§ **Brano proposto**
Per il P.C.I. del tempo, in una situazione di piena “guerra fredda”, una simile posizione politica era inaccettabile: non c’era solo la condanna dell’Unione Sovietica, la nazione guida del comunismo mondiale, ma anche l’accusa per il regime di un paese del “socialismo reale” di essere antidemocratico.
La riunione della direzione del P.C.I. del 30 ottobre, di cui faceva parte anche Di Vittorio, fu una sorta di processo politico al Segretario generale della C.G.I.L.: la sua posizione era agli occhi di Togliatti aggravata dal fatto che “Trybuna Ludu”, quotidiano del partito comunista polacco, aveva accolto come critiche amichevoli i rilievi di Di Vittorio a proposito delle manifestazioni di Poznam.
Di Vittorio fu costretto a fare una parziale autocritica del sua comportamento, giustificandolo con la necessità di trovare una posizione comune con la componente socialista della C.G.I.L., ma resto fermo nel respingere le manifestazioni di Budapest come antirivoluzionarie. Il dibattito che si svolse rese evidenti, al di la della volontà dei protagonisti, la contrapposizione tra due modi diversi di intendere il rapporto tra
governanti e governati, ed insieme le contraddizioni che cominciavano ad emergere
nel mondo comunista: quella di Di Vittorio non era infatti una posizione isolata. Un “manifesto” firmato da 101 intellettuali comunisti, critici verso le posizioni di Togliatti, l’uscita dal P.C.I. di alcuni di essi (ad esempio, Antonio Giolitti, Antonio Maccanico), l’espulsione di altri (Fabrizio Onofri), erano tutti segni che il segretario della C.G.I.L. non era isolato: in una lettera inviata a Mosca Togliatti parlo addirittura della spinta di alcuni settori del P.C.I. alla sua sostituzione con Di Vittorio.
La strappo venne ricucito nel segno dell’unità del partito ma il rapporto Togliatti — Di Vittorio risulterà incrinato per sempre: fu solo l’epilogo di due vicende personali e politiche molto diverse e che pure si erano snodate in parallelo per molti anni. Togliatti era stato socialista e poi comunista fin della fondazione del partito (1921). Di Vittorio era arrivato al P.C.I. qualche anno più tardi (1924) ma per una via molto diversa.

§ **Voci mostrate**
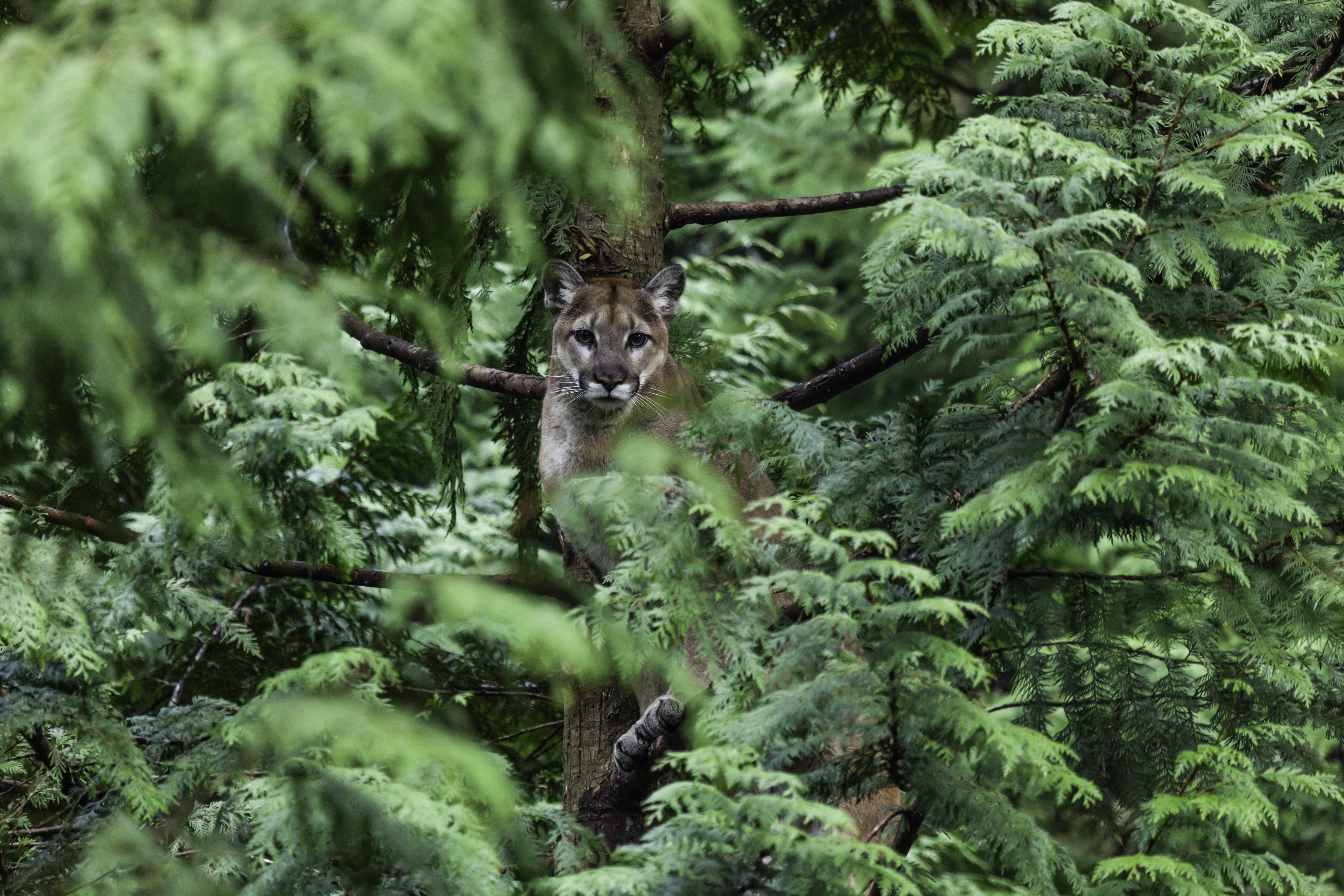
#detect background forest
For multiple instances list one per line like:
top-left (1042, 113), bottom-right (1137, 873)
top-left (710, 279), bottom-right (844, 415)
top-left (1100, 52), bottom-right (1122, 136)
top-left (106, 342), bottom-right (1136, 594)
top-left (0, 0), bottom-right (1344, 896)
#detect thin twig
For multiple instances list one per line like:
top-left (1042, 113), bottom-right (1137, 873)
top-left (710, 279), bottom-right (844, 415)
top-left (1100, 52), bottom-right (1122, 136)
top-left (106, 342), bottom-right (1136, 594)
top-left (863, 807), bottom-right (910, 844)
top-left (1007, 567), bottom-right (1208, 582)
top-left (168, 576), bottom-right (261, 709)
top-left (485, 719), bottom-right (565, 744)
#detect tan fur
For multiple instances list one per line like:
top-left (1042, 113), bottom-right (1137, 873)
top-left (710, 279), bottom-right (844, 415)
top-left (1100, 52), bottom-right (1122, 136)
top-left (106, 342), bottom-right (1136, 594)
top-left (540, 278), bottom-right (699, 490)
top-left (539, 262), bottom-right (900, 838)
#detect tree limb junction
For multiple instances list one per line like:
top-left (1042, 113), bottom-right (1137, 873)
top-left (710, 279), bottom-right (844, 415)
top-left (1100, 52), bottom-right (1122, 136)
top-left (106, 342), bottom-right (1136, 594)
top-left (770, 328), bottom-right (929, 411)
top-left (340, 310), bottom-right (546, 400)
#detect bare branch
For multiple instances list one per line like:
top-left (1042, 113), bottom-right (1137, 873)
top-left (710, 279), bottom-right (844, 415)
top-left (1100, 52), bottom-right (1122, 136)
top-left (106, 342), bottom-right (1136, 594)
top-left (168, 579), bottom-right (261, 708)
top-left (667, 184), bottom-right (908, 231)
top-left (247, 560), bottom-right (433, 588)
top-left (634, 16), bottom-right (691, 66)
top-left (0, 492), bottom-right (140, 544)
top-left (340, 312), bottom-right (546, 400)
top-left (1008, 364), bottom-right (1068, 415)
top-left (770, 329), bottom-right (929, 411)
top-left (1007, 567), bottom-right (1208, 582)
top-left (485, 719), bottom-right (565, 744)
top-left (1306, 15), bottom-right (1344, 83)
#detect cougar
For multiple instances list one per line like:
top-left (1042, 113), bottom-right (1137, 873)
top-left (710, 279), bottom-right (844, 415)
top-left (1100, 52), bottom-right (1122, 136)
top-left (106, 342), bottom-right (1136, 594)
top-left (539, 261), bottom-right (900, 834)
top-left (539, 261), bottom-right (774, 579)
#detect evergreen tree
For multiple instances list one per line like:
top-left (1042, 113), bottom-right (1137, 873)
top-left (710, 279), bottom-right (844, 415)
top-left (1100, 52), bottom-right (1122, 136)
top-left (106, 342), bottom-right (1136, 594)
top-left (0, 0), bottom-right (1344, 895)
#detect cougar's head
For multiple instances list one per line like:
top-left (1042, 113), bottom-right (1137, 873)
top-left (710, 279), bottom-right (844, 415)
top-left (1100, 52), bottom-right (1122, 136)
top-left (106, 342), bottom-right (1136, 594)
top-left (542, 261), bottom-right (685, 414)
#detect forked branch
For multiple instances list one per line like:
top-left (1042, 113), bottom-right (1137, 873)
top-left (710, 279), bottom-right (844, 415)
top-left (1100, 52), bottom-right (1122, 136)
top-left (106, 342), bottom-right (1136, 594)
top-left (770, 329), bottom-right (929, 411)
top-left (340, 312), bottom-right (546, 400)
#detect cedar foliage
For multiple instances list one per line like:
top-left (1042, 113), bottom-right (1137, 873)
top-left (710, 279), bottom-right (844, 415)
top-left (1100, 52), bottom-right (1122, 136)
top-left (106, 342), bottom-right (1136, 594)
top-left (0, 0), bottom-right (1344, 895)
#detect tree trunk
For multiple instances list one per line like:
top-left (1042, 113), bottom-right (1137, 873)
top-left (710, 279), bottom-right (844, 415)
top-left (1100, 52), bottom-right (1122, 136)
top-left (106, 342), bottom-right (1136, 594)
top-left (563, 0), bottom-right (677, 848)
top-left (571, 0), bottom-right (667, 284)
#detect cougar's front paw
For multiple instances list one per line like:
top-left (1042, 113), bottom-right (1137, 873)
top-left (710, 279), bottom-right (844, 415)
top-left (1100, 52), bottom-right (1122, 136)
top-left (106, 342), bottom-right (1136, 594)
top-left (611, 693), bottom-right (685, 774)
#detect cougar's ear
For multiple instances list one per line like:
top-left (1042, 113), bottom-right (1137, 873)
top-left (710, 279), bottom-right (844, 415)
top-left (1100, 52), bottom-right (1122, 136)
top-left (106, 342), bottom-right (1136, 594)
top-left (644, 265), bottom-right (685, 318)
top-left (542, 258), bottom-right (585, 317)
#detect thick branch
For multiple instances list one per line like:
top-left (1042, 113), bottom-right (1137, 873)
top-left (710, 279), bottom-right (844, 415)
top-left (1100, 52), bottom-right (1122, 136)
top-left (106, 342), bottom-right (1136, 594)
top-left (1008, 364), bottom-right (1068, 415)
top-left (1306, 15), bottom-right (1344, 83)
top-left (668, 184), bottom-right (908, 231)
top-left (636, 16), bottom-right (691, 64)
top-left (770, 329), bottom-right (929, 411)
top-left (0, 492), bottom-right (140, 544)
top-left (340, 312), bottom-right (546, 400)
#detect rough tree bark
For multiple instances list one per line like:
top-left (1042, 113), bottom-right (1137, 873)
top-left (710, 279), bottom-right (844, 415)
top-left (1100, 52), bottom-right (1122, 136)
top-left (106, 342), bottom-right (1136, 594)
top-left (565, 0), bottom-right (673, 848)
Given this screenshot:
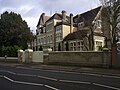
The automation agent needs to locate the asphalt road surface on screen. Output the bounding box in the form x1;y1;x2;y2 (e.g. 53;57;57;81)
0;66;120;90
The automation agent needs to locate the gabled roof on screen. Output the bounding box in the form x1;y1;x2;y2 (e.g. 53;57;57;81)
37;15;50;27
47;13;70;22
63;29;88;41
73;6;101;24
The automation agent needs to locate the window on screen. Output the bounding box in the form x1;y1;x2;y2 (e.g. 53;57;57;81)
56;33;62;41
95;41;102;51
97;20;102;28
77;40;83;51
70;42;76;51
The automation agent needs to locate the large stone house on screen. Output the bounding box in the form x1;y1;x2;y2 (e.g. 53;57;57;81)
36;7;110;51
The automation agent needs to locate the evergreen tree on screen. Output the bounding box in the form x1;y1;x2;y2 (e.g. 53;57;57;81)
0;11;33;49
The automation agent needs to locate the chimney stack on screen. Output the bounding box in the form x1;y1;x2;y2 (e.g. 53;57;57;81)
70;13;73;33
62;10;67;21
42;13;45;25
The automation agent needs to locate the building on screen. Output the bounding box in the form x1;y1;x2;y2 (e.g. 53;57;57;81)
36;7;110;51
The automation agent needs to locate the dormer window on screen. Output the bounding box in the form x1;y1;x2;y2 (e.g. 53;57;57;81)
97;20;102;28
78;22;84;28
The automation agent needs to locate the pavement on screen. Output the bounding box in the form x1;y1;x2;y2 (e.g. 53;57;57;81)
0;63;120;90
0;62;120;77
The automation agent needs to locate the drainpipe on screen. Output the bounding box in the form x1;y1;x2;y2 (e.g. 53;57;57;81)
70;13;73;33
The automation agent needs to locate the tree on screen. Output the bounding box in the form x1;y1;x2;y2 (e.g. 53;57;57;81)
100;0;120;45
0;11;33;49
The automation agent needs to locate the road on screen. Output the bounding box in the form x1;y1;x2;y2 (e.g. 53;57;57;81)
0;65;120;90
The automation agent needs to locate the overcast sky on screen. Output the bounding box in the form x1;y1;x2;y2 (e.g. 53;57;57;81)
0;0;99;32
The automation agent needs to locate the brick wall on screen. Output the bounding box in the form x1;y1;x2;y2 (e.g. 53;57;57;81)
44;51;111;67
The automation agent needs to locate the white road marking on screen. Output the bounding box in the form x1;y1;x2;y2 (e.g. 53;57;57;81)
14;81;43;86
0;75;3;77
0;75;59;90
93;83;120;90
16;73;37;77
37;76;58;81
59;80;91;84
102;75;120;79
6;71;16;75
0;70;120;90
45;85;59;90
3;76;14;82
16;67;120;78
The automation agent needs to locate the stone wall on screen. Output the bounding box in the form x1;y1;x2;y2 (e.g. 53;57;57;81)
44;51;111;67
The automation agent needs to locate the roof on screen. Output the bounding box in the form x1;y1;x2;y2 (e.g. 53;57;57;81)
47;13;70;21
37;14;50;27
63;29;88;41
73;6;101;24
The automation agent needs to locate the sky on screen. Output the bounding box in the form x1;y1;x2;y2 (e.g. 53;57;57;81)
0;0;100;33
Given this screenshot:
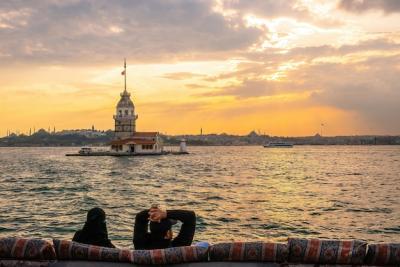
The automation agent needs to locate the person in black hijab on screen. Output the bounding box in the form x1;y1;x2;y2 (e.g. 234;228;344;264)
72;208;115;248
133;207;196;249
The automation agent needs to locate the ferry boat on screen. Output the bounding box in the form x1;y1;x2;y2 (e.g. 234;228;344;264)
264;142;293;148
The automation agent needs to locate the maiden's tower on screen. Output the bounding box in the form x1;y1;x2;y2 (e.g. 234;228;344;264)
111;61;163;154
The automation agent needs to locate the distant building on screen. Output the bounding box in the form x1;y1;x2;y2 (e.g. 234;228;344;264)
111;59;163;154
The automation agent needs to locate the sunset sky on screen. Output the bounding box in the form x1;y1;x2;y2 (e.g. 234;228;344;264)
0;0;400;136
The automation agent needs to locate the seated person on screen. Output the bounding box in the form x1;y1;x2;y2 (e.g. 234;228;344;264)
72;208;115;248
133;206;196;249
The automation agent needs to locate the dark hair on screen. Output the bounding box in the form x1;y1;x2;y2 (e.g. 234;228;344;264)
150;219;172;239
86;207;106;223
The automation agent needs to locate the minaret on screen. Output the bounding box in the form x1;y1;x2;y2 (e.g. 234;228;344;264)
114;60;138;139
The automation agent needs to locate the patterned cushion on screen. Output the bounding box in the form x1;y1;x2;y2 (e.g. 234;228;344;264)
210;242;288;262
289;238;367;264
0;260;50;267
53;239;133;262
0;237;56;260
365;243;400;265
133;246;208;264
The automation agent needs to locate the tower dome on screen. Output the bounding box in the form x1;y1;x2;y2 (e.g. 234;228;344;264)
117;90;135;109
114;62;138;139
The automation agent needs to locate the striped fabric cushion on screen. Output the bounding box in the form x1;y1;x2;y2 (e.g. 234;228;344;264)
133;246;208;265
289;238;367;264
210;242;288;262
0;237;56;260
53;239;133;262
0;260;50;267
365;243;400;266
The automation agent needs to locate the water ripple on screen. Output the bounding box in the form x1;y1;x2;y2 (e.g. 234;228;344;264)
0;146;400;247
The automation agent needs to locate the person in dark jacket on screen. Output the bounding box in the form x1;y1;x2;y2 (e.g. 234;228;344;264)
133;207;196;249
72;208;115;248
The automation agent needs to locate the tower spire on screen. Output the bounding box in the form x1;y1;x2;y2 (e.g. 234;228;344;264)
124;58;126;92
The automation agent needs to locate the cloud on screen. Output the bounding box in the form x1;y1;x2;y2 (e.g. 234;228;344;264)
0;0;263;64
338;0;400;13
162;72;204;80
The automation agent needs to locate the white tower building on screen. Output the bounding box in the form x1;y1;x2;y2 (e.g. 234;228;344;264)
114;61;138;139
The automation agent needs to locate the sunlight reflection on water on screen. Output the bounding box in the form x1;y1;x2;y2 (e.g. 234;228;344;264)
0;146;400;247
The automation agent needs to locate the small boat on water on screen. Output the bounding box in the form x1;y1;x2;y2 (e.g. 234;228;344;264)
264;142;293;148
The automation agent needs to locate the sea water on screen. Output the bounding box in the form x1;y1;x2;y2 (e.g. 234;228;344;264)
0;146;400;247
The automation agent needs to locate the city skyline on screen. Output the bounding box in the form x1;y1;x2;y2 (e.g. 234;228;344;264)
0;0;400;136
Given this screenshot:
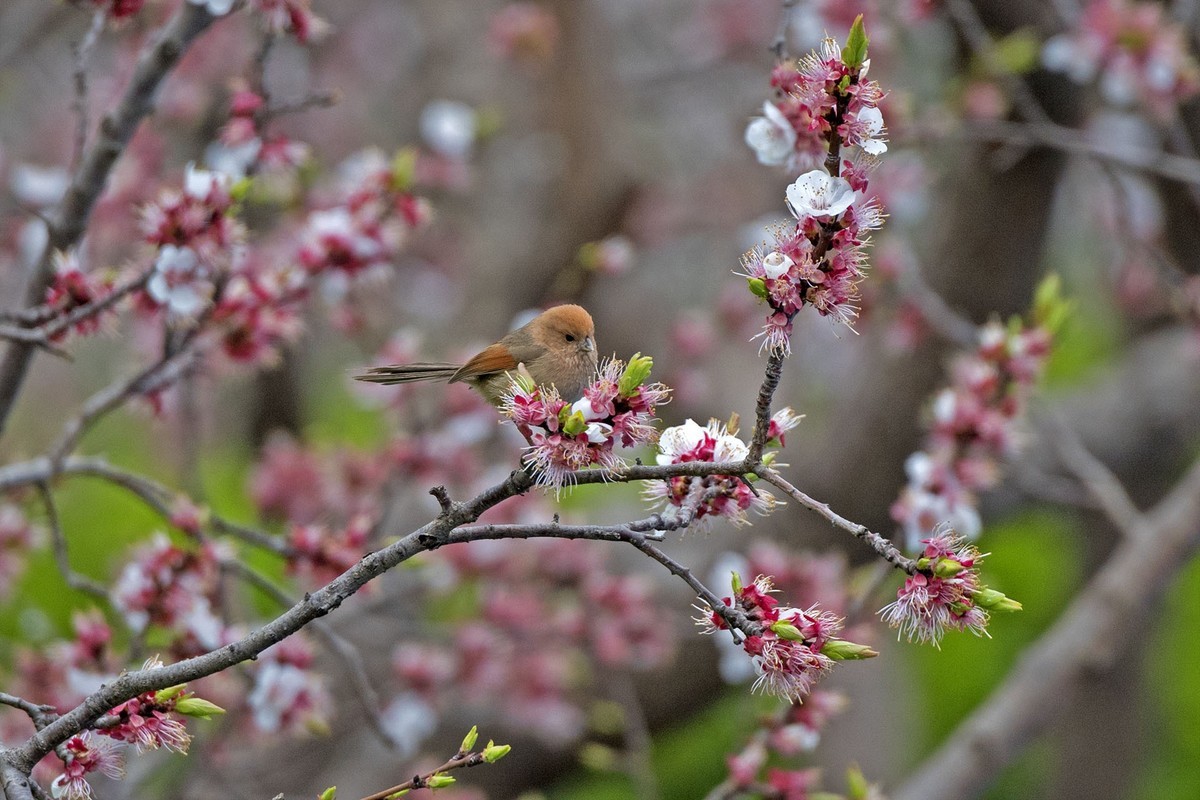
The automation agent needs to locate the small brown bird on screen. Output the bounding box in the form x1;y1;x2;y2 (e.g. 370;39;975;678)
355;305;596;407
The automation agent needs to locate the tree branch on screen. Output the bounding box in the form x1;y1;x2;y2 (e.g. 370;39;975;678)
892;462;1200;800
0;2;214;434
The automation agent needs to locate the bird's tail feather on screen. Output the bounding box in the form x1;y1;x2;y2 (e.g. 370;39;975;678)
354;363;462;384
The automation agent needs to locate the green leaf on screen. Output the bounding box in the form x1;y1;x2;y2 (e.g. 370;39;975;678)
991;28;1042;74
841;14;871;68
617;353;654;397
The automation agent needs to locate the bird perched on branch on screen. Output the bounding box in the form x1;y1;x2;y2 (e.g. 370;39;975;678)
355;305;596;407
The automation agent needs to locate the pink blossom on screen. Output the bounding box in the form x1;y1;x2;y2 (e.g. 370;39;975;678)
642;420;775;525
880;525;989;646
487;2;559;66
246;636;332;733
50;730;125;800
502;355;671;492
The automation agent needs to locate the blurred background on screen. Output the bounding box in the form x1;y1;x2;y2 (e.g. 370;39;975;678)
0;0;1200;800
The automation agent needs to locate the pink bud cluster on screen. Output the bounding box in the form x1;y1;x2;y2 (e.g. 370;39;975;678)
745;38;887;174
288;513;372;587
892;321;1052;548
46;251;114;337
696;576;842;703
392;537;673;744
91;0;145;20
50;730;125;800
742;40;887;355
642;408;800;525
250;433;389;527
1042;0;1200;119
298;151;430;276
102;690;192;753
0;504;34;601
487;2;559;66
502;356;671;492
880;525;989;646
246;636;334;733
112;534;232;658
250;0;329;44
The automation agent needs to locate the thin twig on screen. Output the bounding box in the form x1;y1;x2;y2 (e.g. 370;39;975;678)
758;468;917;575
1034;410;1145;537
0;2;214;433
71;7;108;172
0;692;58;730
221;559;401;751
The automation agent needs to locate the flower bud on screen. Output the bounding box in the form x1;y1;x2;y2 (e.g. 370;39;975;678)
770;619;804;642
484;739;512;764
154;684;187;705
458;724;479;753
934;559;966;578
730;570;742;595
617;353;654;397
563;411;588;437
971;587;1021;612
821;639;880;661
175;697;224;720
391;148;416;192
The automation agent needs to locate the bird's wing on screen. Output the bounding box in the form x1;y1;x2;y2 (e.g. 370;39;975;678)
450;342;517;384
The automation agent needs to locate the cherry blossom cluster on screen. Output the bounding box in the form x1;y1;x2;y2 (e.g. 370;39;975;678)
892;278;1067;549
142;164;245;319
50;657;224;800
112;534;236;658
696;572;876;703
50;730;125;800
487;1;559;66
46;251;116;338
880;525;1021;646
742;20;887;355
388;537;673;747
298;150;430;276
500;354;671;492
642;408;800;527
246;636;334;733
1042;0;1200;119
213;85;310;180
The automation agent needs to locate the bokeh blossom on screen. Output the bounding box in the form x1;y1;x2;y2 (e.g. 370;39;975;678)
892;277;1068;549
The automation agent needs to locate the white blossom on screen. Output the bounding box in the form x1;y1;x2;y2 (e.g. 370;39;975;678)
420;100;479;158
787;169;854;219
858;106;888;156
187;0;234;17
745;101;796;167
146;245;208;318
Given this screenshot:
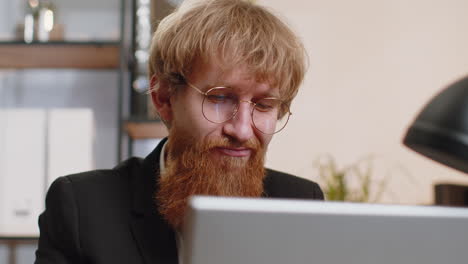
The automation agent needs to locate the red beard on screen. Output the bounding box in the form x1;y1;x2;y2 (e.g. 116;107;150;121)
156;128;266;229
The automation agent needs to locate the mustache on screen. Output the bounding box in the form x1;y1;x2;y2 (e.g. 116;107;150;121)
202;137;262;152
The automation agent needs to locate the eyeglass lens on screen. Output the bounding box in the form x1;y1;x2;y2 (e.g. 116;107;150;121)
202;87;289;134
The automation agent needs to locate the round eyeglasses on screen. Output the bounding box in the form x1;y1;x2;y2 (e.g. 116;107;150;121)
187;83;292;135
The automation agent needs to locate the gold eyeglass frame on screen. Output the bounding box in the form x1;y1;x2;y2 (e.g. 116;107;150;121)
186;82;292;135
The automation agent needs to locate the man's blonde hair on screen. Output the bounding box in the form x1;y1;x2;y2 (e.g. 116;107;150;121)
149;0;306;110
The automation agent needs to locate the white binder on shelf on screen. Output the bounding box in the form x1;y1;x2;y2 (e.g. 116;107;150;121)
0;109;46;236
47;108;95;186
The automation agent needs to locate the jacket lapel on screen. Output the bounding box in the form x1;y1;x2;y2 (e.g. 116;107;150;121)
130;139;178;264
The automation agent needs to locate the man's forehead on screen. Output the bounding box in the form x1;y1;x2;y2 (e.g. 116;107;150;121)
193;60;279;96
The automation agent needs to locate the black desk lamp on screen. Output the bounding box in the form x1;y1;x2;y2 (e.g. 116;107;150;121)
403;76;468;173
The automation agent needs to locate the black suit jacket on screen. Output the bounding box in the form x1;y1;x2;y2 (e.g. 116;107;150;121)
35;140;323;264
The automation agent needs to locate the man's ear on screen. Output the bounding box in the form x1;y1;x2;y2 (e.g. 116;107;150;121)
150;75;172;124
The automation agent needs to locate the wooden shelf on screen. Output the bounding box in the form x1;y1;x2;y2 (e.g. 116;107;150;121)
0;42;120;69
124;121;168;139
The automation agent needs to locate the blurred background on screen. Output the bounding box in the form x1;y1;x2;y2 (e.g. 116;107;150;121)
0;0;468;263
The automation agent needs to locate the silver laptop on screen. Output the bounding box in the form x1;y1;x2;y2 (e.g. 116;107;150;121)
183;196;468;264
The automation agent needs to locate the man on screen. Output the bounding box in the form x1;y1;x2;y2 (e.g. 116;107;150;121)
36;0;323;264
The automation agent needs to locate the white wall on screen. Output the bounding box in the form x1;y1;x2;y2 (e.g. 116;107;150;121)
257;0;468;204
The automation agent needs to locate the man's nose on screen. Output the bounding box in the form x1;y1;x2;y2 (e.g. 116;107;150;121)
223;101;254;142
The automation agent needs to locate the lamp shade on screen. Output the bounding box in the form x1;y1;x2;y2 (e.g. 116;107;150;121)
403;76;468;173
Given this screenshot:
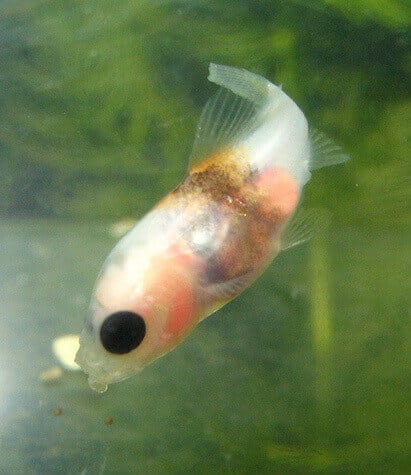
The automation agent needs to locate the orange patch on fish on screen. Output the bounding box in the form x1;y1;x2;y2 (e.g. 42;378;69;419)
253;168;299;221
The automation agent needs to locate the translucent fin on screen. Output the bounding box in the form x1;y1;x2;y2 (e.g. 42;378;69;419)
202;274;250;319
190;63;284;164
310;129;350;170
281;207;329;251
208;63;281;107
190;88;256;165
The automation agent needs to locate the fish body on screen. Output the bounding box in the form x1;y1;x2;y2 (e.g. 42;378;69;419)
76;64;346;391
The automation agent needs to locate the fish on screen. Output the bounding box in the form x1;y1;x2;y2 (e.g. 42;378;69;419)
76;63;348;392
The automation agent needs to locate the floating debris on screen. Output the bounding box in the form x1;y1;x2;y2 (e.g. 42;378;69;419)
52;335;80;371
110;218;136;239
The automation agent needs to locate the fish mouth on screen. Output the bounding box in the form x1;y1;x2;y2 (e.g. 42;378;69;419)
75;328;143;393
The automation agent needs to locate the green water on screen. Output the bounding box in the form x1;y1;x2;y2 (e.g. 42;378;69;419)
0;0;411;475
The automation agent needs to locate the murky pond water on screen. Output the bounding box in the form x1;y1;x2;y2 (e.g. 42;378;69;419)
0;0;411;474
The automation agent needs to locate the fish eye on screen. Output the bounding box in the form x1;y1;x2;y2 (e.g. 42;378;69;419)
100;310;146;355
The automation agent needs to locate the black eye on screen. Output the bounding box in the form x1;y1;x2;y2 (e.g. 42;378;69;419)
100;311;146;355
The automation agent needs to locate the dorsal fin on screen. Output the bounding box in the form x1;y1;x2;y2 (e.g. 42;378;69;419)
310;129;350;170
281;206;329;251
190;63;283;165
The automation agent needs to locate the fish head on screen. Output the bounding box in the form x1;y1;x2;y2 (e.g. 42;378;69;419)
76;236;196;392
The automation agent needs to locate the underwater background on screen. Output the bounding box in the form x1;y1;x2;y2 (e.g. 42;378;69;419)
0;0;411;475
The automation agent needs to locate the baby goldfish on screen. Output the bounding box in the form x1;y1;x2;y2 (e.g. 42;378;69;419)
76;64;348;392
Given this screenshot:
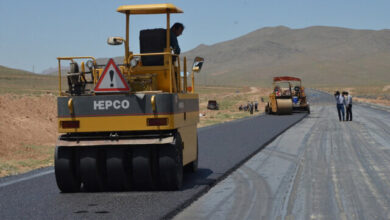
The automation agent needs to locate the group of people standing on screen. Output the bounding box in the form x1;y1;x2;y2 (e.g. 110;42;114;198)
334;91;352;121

§ **Scopo del compito**
Continua il brano sul rapporto tra Togliatti e Di Vittorio, riprendendo subito dopo la sua ultima frase.

§ **Esercizio svolto**
Nato nel 1892 a Cerignola, figlio di un povero bracciante, alla morte del padre fu costretto a lasciare la scuola (frequentava la seconda classe elementare) per andare a lavorare nei campi. A dieci anni partecipò alla prima manifestazione dei braccianti. Due anni dopo, durante una manifestazione per uno sciopero generale, vide morire accanto a se l’amico Ambrogio, colpito da un proiettile della polizia: l’anno successivo, a quattordici anni, ne commemorò la morte sulla piazza di Cerignola.
Lavorava e studiava: la notte, a lume di candela, leggeva seguendo i consigli del suo vecchio maestro della scuola elementare. Net 1907 fondò a Cerignola il circolo giovanile socialista, l’anno successivo entro nel direttivo della lega dei braccianti di Cerignola e nel 1911 divenne segretario della Camera del lavoro di Minervino Murge.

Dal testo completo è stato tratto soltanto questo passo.